TEXT SECTION –
-- Start --
# 1. Introduction

Welcome to the fifth practical session of CS233 - Introduction to Machine Learning.  
In this exercise class, we will work with higher-dimensional feature spaces and kernel ridge regression.  


In [1]:
# Useful starting lines
%matplotlib inline
import numpy as np
import matplotlib.pyplot as plt
import sklearn.datasets as skd
import sklearn.metrics.pairwise as skmp
import scipy
from mpl_toolkits.mplot3d import Axes3D
%load_ext autoreload
%autoreload 2

In this week's lecture we have heard of the benefits of higher-dimensional feature spaces for linear classifiers. To obtain higher-dimensional data one may  
* directly map observations into a higher-dimensional feature space or 
* make use of a kernel term that can be utilized to compute a dot product in a latent higher-dimensional space

Within this exercise we will encounter both techniques and kernelize the previously encountered ridge regression. We will also practice how to compute our kernels from the feature expansion.



Today we will be working with the Boston Housing dataset, from exercise 5.

In [2]:
# Load Boston houinsg prices dataset and exclude the categorical feature 'CHAS'
data_boston = skd.load_boston()
X = data_boston['data']  # (506, 13)
X = np.concatenate([X[:, :3], X[:, 4:]], axis=1)  # (506, 12)
Y = data_boston['target']  # (506, )

assert X.shape == (506, 12)
assert Y.shape == (506, )

N = X.shape[0]
split = 0.8

rinds = np.random.permutation(N)
X_tr = X[rinds[:int(N * split)]]
y_tr = Y[rinds[:int(N * split)]]
X_te = X[rinds[int(N * split):]]
y_te = Y[rinds[int(N * split):]]

# 2. Ridge Regression with Feature Expansion

Recall that in Ridge Regression, we restrict the $l_2$ norm of the coefficients $\mathbf{w}$. Our loss function looks as following,
\begin{align}
L(\mathbf{w}) &=\frac{1}{N} \lVert \mathbf{y} - \mathbf{X}\mathbf{w} \rVert^2 + \frac{\lambda}{N}\lVert\mathbf{w}\rVert^2 
\end{align}

We find the closed form solution for the weights vector as:

\begin{align}
\mathbf{w} &= (\mathbf{X}^T\mathbf{X}+\lambda\mathbf{I})^{-1}\mathbf{X}^T\mathbf{y}
\end{align}

dimensions are following: $\mathbf{w}$ is $D\times1$; $\mathbf{y}$ is $N\times1$; $\mathbf{X}$ is $N\times D$; $\mathbf{I}$ is identity matrix of dimension $D \times D$ .
-- End --
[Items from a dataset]
-- Start --
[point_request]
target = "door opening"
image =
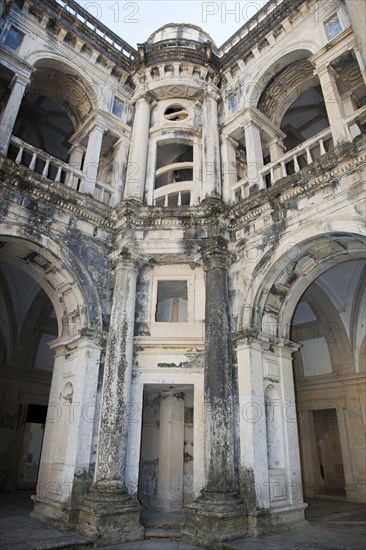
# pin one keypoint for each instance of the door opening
(331, 472)
(166, 458)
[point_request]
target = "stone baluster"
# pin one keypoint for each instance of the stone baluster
(211, 172)
(10, 113)
(137, 159)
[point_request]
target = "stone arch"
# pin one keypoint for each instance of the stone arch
(63, 83)
(269, 72)
(60, 274)
(297, 265)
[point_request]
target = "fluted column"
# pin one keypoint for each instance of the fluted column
(229, 172)
(112, 444)
(91, 161)
(136, 167)
(219, 438)
(218, 514)
(253, 145)
(76, 158)
(10, 113)
(119, 170)
(211, 173)
(333, 104)
(108, 513)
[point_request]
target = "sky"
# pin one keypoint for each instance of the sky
(136, 20)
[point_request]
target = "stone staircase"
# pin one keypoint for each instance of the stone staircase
(162, 525)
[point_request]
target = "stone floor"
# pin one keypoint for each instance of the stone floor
(333, 525)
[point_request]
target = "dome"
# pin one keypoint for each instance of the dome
(185, 31)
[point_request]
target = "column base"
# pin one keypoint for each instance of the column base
(110, 517)
(214, 518)
(59, 515)
(263, 523)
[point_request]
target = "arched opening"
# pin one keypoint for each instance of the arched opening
(312, 299)
(43, 304)
(329, 374)
(44, 123)
(28, 324)
(174, 174)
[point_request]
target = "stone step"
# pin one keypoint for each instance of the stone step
(161, 524)
(152, 533)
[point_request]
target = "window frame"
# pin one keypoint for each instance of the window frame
(190, 300)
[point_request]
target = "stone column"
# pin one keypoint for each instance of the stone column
(91, 161)
(218, 514)
(10, 112)
(136, 167)
(229, 176)
(67, 445)
(252, 426)
(108, 512)
(171, 451)
(361, 63)
(253, 145)
(276, 150)
(119, 170)
(211, 169)
(333, 104)
(76, 159)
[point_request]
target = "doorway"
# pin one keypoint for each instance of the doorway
(166, 457)
(331, 471)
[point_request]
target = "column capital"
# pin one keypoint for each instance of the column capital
(128, 255)
(211, 93)
(20, 79)
(252, 337)
(214, 253)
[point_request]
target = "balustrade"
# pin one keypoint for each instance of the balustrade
(296, 159)
(54, 169)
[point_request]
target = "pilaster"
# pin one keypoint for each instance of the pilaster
(108, 513)
(218, 514)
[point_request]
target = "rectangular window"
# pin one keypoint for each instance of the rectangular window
(117, 108)
(333, 27)
(172, 301)
(14, 38)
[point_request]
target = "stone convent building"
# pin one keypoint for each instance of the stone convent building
(182, 241)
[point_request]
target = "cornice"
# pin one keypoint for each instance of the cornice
(208, 219)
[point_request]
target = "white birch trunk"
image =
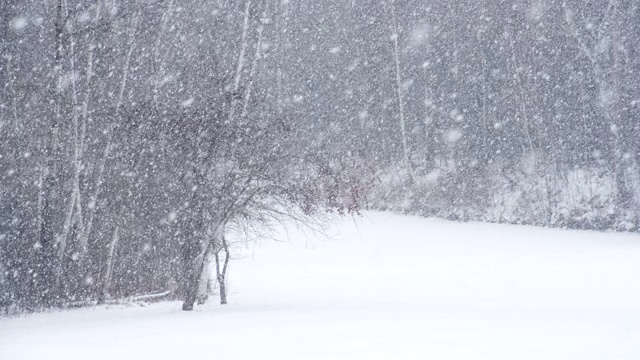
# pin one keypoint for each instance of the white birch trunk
(403, 125)
(240, 64)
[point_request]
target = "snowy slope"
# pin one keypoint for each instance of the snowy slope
(388, 287)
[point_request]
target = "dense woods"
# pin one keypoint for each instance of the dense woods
(137, 135)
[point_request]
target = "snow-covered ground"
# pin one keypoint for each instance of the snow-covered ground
(388, 287)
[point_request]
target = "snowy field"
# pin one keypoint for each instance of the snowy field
(387, 287)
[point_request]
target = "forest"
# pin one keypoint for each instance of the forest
(139, 136)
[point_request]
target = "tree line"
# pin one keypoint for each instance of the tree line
(138, 136)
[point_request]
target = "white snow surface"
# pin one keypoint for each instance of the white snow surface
(387, 287)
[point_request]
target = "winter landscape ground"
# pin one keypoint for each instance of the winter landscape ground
(384, 287)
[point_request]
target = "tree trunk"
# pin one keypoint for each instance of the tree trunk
(104, 294)
(221, 273)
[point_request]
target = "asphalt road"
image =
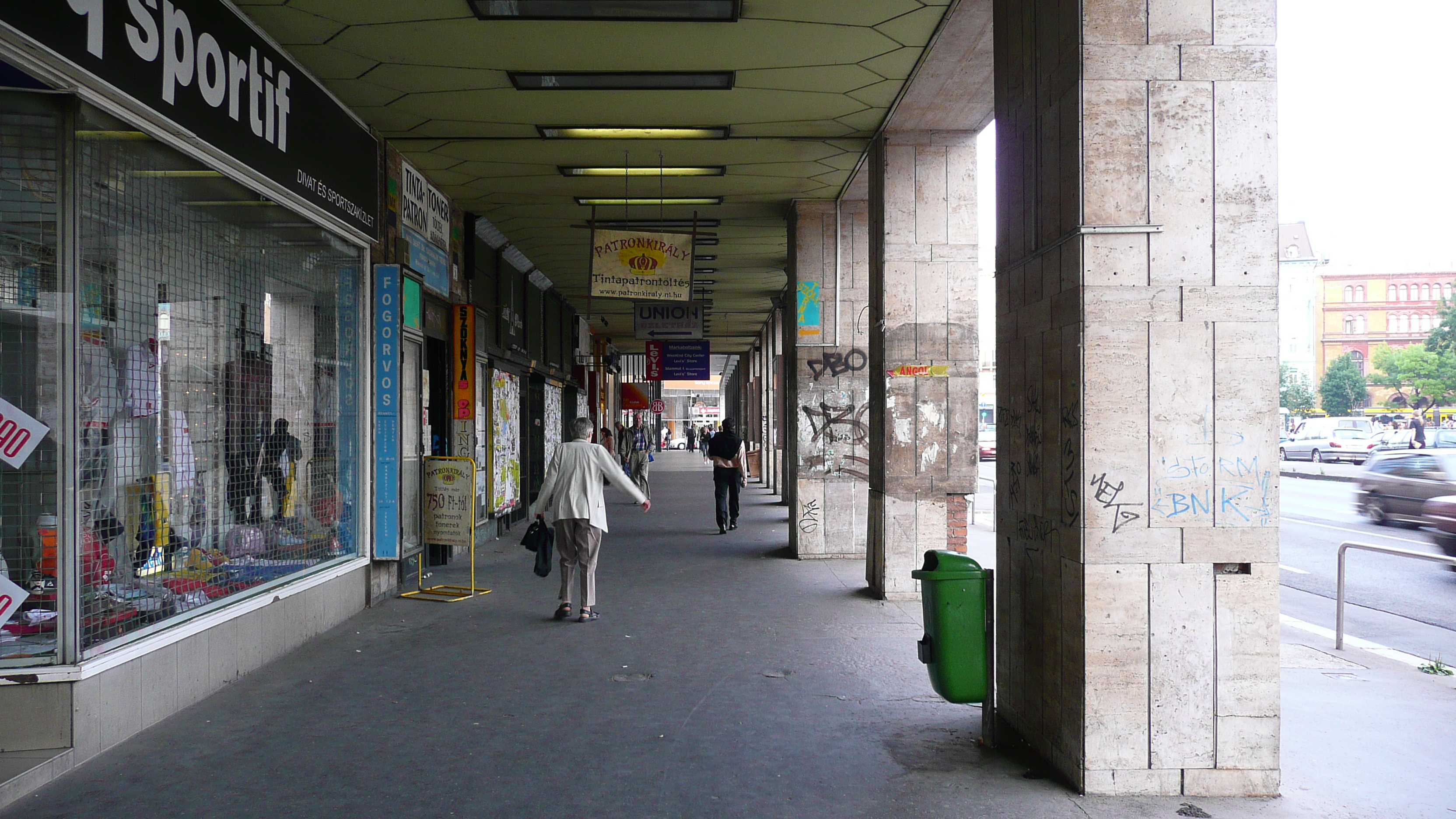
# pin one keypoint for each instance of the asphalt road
(1321, 515)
-- End --
Extend the kernel ridge regression exercise, picking up right after its last sentence on the dimensions of the matrices.

OUTPUT FOR THIS TASK –
We would like to do feature expansion on our data $\mathbf{X}$ by applying the function $\phi(\cdot)$. Now the loss function becomes:

\begin{align}
L(\mathbf{w}) &=\frac{1}{N} \| \mathbf{y} - \mathbf{\Phi}\mathbf{w} \|^2 + \frac{\lambda}{N}\|\mathbf{w}\|^2 
\end{align}

And our new weights vector is:

\begin{align}
\mathbf{w} &= (\mathbf{\Phi}^T\mathbf{\Phi}+\lambda\mathbf{I})^{-1}\mathbf{\Phi}^T\mathbf{y}
\end{align}

We already coded the analytical solution for the weights previously as:

In [3]:
def get_w_analytical(data_tr, y_tr, lmda):
    """ Computes the weight parameters w
    
        Args:
        data_tr (np.array): Training data, shape(N, D).
        y_tr (np.array): Training labels, shape (N, ).
        lmda (float): Lambda hyperparameter of ridge regression.
    
    Returns:
        (np.array): weights, shape (D, ).
    """
    # compute w via the normal equation
    # np.linalg.solve is more stable than np.linalg.inv
    lmda_mat = lmda*np.eye(data_tr.shape[1])
    w = np.linalg.solve(data_tr.T@data_tr+lmda_mat,data_tr.T@y_tr)
    return w


Also the MSE loss is:

In [4]:
def metric_mse(y_gt, y_pred):
    """ Computes the mean square error (MSE) of the GT and predicted values.
    
    Args:
        y_gt (np.array): GT values, shape (N, ).
        y_pred (np.array): Predicted values, shape (N, ).
    
    Returns:
        float: MSE loss.
    """
    return np.mean((y_gt - y_pred) ** 2)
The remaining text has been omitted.